▶ _短文_
════
而另一种方式,则是由科学家在体外合成一段正确的DNA,作为正确答案本身填入Cas9切开的位置。
第一步,找到并抵达错误的片段;第二步,切掉错误的片段;第三步,照搬答案或抄一份答案,恢复为正确的片段——简单来讲,这就是基因的“编辑”。
Cas9更像一把手术刀,“基因魔剪”也因此得名
越精准,越安全
理论上,只要知道错误的靶点、正确的答案以及这一套编辑工具,数千种由于基因出错导致的遗传疾病都可以找到治愈的办法。但从理论到临床,是一个无比复杂的系统性工程,之前讲的三个步骤所涉及的技术都大有讲究。只有三步都做得非常好,才能系统、精准地把出错的基因编辑好。
而马丽佳实验室的基因编辑创新技术开发平台,干的就是“各个击破”这件事。
首先,找到更先进的GPS导航。假设我们已知某一处基因片段出错需要通过编辑来修正,实际操作时往往需要在一定的坐标范围内选择“一刀切”的下刀位置。如果gRNA足够优秀,它就可以规划出一条最优路线:比如,选择哪个点下刀,既可以准确切除错误片段,又不会误伤沿途其他的基因;又比如,能够从极其相似的两个或几个目的地中,辨认出真正需要执行编辑任务的那一个。
然后,磨出快刀利刃。这一点比较容易理解:刀钝,一刀下去拖泥带水,要么没切干净,要么把不该切的也拉扯下来,既不精准也不安全。而如果刀快,一刀下去干脆利落,只切该切的地方,才是基因编辑的理想工具。
此时,如果配上一套动力和安全性都上乘的“递送系统”,就完整了。当导航、手术刀和正确答案都准备就绪,这些执行编辑工作的关键人物,需要被护送进入人体并直达目的地。而这看似最平平无奇的一步,在马丽佳看来,反而是整个基因编辑的系统里相对较难的一部分。
════
▶ _源数据_
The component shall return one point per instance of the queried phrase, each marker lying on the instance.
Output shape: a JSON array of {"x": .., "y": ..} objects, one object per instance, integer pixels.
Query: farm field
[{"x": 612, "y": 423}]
════
▶ _任务要求_
请修改短文中从“第一步,找到并抵达错误的片段”到“好,才能系统、精准地把出错的基因编辑好。”的这一段,把其中的“临床”改为“实际应用”,再完整写出。

▶ _本题答案_
第一步,找到并抵达错误的片段;第二步,切掉错误的片段;第三步,照搬答案或抄一份答案,恢复为正确的片段——简单来讲,这就是基因的“编辑”。
Cas9更像一把手术刀,“基因魔剪”也因此得名
越精准,越安全
理论上,只要知道错误的靶点、正确的答案以及这一套编辑工具,数千种由于基因出错导致的遗传疾病都可以找到治愈的办法。但从理论到实际应用,是一个无比复杂的系统性工程,之前讲的三个步骤所涉及的技术都大有讲究。只有三步都做得非常好,才能系统、精准地把出错的基因编辑好。